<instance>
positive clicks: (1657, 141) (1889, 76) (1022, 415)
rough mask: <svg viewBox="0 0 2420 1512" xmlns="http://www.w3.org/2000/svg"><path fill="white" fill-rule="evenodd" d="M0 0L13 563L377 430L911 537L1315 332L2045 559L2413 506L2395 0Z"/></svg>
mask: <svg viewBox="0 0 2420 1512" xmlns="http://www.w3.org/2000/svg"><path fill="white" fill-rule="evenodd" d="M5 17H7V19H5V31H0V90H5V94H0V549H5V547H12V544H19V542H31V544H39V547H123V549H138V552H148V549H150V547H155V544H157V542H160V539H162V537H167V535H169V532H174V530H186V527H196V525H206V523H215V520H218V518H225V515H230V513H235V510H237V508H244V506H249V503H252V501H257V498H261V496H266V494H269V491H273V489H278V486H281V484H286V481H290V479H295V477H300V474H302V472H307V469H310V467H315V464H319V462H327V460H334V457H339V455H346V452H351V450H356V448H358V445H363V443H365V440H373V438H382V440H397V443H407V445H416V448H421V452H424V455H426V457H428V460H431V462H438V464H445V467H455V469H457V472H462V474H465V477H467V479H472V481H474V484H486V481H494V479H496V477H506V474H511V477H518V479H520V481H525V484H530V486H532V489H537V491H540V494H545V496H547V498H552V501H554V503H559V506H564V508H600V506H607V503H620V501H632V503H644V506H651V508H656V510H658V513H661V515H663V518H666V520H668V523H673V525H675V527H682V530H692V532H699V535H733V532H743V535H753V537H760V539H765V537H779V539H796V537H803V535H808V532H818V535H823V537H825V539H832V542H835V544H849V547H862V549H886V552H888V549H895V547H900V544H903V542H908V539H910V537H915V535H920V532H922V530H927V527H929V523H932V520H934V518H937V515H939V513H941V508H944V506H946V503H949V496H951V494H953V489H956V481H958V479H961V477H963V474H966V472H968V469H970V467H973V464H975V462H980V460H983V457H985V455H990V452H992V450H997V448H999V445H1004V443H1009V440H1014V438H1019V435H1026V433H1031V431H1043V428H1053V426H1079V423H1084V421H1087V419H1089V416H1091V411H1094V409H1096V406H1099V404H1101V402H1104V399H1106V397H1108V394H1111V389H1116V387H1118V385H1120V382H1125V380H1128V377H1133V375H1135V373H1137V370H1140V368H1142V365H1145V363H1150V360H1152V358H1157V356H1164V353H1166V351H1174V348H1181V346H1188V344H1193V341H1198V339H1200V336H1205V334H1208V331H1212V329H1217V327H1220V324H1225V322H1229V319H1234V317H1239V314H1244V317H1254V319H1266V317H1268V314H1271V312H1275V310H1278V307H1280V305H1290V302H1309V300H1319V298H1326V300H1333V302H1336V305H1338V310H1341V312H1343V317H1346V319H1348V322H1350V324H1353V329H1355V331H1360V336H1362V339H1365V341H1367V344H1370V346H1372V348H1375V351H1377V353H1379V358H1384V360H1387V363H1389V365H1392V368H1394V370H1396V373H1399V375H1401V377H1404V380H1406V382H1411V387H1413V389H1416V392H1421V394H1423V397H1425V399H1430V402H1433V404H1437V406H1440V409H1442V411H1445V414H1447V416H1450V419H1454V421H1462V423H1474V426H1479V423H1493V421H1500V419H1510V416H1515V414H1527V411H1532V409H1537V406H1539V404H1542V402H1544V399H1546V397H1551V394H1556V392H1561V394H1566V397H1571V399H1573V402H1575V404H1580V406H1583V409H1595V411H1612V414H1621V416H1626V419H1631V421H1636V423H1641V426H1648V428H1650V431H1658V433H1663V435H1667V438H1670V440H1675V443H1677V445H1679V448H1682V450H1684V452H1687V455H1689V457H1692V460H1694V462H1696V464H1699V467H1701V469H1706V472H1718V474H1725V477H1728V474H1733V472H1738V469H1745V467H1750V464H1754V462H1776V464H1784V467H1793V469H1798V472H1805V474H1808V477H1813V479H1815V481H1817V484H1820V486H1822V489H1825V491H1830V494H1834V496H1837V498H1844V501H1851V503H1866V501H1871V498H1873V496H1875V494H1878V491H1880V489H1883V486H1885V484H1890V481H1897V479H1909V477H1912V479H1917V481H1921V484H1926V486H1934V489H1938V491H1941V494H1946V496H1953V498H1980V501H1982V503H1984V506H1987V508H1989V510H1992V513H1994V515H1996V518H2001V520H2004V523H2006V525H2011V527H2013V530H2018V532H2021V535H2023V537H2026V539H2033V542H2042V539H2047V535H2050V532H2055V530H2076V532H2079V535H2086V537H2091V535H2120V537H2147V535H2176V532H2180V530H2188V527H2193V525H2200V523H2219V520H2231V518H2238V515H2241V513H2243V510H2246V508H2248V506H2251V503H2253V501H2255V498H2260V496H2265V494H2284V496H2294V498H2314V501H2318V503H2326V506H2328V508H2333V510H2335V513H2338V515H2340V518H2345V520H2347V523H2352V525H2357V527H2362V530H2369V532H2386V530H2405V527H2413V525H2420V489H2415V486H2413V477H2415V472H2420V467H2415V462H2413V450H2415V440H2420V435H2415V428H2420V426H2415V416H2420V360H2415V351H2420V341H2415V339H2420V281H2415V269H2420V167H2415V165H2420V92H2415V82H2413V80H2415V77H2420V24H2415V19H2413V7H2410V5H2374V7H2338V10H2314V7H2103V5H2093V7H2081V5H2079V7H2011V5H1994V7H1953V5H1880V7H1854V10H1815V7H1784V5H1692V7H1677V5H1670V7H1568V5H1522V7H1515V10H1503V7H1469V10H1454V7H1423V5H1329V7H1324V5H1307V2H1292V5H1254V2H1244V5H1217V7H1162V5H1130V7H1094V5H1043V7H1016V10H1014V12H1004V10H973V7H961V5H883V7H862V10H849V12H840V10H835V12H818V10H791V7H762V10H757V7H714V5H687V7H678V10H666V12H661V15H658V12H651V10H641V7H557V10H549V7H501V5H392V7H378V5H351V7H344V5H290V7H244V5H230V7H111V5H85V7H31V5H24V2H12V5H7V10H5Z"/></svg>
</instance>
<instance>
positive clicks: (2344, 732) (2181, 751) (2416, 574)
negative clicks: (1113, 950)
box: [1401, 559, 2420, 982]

——————

All lines holding the word "clicks" must be found in the listing and copied.

positive clicks: (1657, 141) (1889, 76) (1022, 415)
positive clicks: (2344, 732) (2181, 751) (2416, 574)
negative clicks: (1113, 950)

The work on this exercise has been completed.